Apa yang menjadi konsen CT berkelindan dengan respons para manajemen para peritel. Ada benang merah soal sikap manajemen ritel Central dan Centro terkait penutupan gerai-gerainya. Mereka sama-sama menyinggung soal omni channel sebagai solusi untuk berdaya saing di tengah perkembangan teknologi digital saat ini.

“Kami melihat omni channel adalah salah satu jalan keluar kami untuk lebih memberikan layanan terbaik kepada pelanggan dan menjangkau pelanggan secara lebih luas di seluruh Indonesia,” kata Public Relation Department Manager PT Central Retail Indonesia Dimas Wisnu Wardana.

Omni channel adalah saat pelanggan bisa menggunakan lebih dari satu jalur penjualan seperti toko fisik, e-commerce, dan lain sebagainya untuk melakukan riset, membeli, mendapatkan dan mengembalikan hingga menukar barang dari peritel.

Sebagai gambaran, misalkan Anda pada pagi hari berselancar barang di HP. Lalu siang harinya melihat detail barang di laptop, dan sorenya membeli barang via smartphone. Setelah itu, Anda mengambil barang langsung di toko offline sesuai dengan pesanan.
******************************
SOAL SINGKAT A — Menurut teks sumber, apa yang disinggung manajemen Central dan Centro sebagai solusi untuk berdaya saing di tengah perkembangan teknologi digital?
******************************
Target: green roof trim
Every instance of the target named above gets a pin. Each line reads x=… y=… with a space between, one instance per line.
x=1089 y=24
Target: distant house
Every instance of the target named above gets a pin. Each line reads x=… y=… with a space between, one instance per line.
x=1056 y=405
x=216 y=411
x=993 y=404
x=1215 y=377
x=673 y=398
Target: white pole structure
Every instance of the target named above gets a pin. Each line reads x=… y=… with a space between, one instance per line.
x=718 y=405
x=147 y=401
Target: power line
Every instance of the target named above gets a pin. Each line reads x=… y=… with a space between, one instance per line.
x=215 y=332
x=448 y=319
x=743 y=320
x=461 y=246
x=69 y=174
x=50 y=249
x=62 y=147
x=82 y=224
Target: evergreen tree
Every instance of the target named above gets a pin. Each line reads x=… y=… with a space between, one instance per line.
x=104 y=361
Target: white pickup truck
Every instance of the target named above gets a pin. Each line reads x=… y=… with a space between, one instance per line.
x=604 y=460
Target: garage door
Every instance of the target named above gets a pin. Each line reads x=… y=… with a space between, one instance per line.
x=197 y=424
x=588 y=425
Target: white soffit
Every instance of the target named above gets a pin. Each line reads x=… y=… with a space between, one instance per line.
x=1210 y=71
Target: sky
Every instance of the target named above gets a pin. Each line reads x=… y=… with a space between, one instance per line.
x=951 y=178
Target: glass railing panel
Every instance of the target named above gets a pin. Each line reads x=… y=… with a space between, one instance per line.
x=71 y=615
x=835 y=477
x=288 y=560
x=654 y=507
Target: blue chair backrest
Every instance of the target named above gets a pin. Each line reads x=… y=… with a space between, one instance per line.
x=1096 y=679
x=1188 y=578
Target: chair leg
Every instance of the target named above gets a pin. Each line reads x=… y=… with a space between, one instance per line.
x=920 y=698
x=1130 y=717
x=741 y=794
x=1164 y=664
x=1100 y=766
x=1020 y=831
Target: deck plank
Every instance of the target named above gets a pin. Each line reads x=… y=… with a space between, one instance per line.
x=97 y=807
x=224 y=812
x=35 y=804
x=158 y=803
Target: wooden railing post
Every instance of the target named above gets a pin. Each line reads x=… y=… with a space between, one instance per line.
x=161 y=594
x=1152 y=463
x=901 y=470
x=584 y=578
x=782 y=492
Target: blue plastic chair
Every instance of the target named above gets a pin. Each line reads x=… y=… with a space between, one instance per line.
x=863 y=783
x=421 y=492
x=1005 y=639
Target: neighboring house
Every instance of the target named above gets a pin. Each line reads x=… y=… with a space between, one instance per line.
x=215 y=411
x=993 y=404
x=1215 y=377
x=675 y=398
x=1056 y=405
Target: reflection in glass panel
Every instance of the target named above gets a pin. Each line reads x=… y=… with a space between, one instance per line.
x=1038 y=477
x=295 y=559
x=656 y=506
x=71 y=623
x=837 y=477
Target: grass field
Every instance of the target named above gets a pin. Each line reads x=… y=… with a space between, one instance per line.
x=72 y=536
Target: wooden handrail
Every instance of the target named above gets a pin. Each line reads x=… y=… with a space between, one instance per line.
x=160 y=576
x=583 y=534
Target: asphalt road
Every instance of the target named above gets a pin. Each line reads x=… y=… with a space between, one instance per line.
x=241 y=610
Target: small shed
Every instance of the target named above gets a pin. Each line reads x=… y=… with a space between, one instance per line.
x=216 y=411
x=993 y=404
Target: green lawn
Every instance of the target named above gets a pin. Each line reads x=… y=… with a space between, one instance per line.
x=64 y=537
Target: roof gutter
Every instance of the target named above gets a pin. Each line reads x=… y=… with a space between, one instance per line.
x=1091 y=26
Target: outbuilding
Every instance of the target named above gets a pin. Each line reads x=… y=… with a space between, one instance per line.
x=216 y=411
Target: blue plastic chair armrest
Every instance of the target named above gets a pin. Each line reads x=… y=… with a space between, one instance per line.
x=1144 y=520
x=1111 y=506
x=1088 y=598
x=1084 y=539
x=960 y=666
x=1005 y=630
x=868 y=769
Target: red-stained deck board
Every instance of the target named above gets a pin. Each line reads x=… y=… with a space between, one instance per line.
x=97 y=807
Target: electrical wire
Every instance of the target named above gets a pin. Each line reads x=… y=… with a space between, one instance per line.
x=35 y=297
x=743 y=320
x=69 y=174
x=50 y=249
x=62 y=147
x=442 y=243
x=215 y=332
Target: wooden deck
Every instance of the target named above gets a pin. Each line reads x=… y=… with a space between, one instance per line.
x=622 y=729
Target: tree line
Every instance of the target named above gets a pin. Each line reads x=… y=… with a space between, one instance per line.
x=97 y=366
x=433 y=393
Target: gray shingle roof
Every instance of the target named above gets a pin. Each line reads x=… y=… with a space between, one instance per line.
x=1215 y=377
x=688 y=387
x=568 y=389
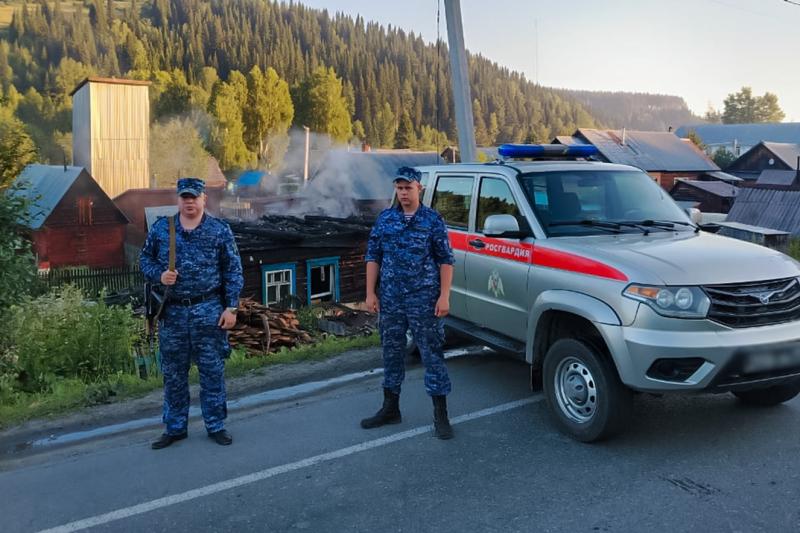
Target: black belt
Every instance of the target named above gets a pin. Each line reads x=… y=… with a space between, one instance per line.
x=194 y=300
******************************
SOAL SINGKAT B — Sebutkan jumlah baris data yang memuat kata "glass" dengan membedakan huruf besar dan kecil, dan tuliskan angkanya saja.

JAWABAN AKHIR A — Omni channel.

JAWABAN AKHIR B — 2